• **抜粋**:
'''

3年半前の冬、脳出血で約半年入院、退院して丸3年経つ。そこから始まった心身の変化がいまの生活や行動、思考に大きな影響を及ぼしている。3年ひと区切りで、病を得て何を感じ何を思ったか、何が変わったか、セルフドキュメントとして、少しずつ書いていくことにした。闘病記ではなく誰かの役にたつものではない。楽しい話ではないが興味のある方は付き合ってほしい。今回は入院生活での暇つぶしのテレビの話を。


入院生活は閑で退屈

回復期リハビリ病棟に入院中は食事・リハビリ・睡眠以外は基本自由時間だ。閑な時間がたっぷりある。何もすることがないと横になりたくなる。しかし、寝てばかりだとリハビリ的にもよくないので、なるべく起きて座って、頭だけでも活動的に過ごそうと考えた。そもそもリハビリ目的の入院だし。

病室は基本2人部屋で同室者はみな自分より年長だったが、自分より軽症らしく次々退院し入れ替わる。うらやましいしけっこう焦った。同室者はカーテンを閉めて寝ているかイヤホンをつけてテレビを視ていることが多く、患者同士のコミュニケーションはほぼなかった。1日何度か病室にやってくる担当看護師とのどうでもいい対話や役に立たない軽口は気晴らしにはなった。

'''

• **課題**:
抜粋をもとに答えよ。
1. 筆者は脳出血でどのくらいの期間入院したか。
2. 回復期リハビリ病棟の病室は基本何人部屋だったか。
3. 気晴らしになったのは何か。
資料は抜粋の内容とは関係がない。

• **対象資料**:
'''

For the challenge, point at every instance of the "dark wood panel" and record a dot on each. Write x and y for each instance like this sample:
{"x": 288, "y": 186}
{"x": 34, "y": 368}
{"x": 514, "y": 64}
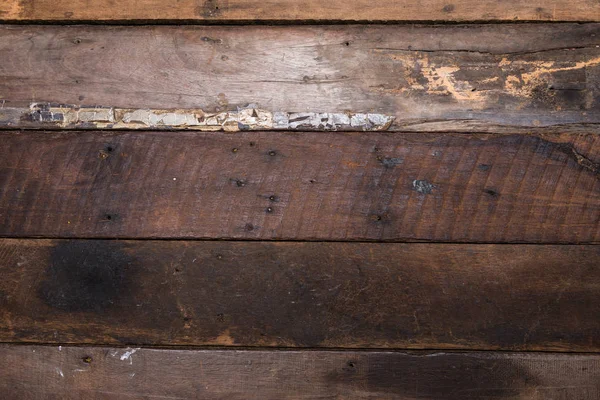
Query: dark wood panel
{"x": 518, "y": 297}
{"x": 301, "y": 186}
{"x": 37, "y": 372}
{"x": 430, "y": 78}
{"x": 291, "y": 10}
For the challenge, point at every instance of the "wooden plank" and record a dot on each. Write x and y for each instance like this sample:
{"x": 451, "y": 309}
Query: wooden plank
{"x": 36, "y": 372}
{"x": 495, "y": 77}
{"x": 300, "y": 294}
{"x": 301, "y": 186}
{"x": 290, "y": 10}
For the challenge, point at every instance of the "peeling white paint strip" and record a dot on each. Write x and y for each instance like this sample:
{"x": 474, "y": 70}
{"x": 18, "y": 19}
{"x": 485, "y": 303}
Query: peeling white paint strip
{"x": 127, "y": 355}
{"x": 252, "y": 119}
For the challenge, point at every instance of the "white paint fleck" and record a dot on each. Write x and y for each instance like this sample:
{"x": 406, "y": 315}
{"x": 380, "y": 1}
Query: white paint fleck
{"x": 127, "y": 355}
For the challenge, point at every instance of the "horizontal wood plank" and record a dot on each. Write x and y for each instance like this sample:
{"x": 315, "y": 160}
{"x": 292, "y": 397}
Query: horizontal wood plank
{"x": 37, "y": 372}
{"x": 301, "y": 186}
{"x": 293, "y": 10}
{"x": 476, "y": 78}
{"x": 298, "y": 294}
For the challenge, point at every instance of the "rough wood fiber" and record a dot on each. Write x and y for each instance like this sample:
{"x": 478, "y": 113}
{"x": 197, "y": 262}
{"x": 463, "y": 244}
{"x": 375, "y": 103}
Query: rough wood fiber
{"x": 36, "y": 372}
{"x": 517, "y": 297}
{"x": 301, "y": 186}
{"x": 294, "y": 10}
{"x": 430, "y": 78}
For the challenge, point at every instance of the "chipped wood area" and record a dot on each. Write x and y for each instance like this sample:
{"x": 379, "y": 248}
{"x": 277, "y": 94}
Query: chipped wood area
{"x": 249, "y": 119}
{"x": 476, "y": 78}
{"x": 294, "y": 10}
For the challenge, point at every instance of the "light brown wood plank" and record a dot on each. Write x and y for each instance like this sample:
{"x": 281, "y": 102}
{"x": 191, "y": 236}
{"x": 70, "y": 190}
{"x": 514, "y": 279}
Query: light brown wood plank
{"x": 476, "y": 78}
{"x": 37, "y": 372}
{"x": 290, "y": 10}
{"x": 508, "y": 297}
{"x": 301, "y": 186}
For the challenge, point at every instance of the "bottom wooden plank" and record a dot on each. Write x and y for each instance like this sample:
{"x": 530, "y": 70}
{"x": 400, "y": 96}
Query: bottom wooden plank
{"x": 43, "y": 372}
{"x": 293, "y": 294}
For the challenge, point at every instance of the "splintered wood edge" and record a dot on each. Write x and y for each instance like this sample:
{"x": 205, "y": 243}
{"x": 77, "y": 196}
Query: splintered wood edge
{"x": 246, "y": 119}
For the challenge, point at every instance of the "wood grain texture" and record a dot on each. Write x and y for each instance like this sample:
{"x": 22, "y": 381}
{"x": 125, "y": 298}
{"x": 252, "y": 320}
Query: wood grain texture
{"x": 291, "y": 10}
{"x": 500, "y": 78}
{"x": 301, "y": 186}
{"x": 370, "y": 295}
{"x": 37, "y": 372}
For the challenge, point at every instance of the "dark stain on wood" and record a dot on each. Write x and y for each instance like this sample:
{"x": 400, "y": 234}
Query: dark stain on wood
{"x": 84, "y": 276}
{"x": 301, "y": 294}
{"x": 188, "y": 185}
{"x": 462, "y": 378}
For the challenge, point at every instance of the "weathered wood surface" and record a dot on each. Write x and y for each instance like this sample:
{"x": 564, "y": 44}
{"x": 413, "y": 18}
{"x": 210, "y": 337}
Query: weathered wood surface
{"x": 44, "y": 372}
{"x": 369, "y": 295}
{"x": 294, "y": 10}
{"x": 494, "y": 77}
{"x": 301, "y": 186}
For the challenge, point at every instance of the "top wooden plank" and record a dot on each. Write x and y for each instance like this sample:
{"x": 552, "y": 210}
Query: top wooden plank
{"x": 293, "y": 10}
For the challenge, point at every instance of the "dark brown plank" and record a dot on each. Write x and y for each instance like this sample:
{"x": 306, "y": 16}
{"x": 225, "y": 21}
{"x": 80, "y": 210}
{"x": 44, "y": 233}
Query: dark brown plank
{"x": 298, "y": 294}
{"x": 493, "y": 77}
{"x": 37, "y": 372}
{"x": 294, "y": 10}
{"x": 301, "y": 186}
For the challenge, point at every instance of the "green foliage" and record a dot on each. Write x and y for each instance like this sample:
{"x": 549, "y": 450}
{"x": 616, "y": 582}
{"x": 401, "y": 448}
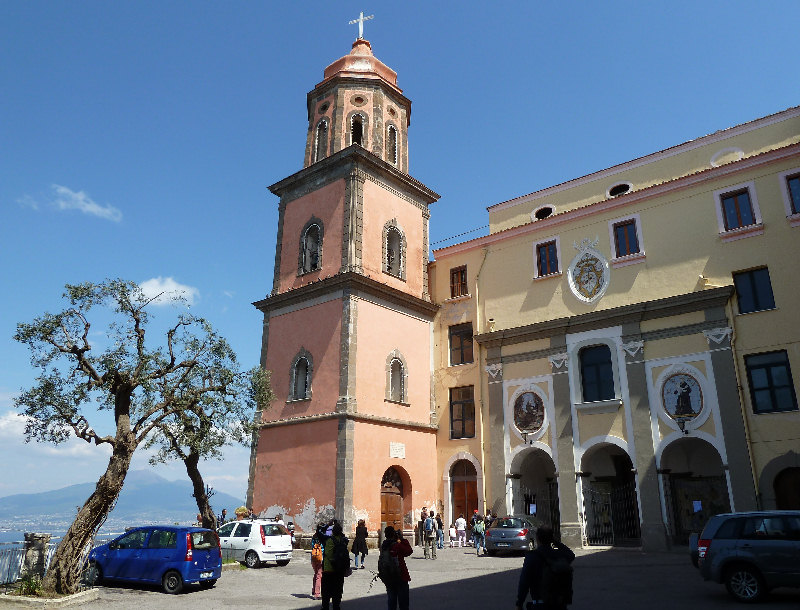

'''

• **解答**:
1. 約半年
2. 2人部屋
3. 1日何度か病室にやってくる担当看護師とのどうでもいい対話や役に立たない軽口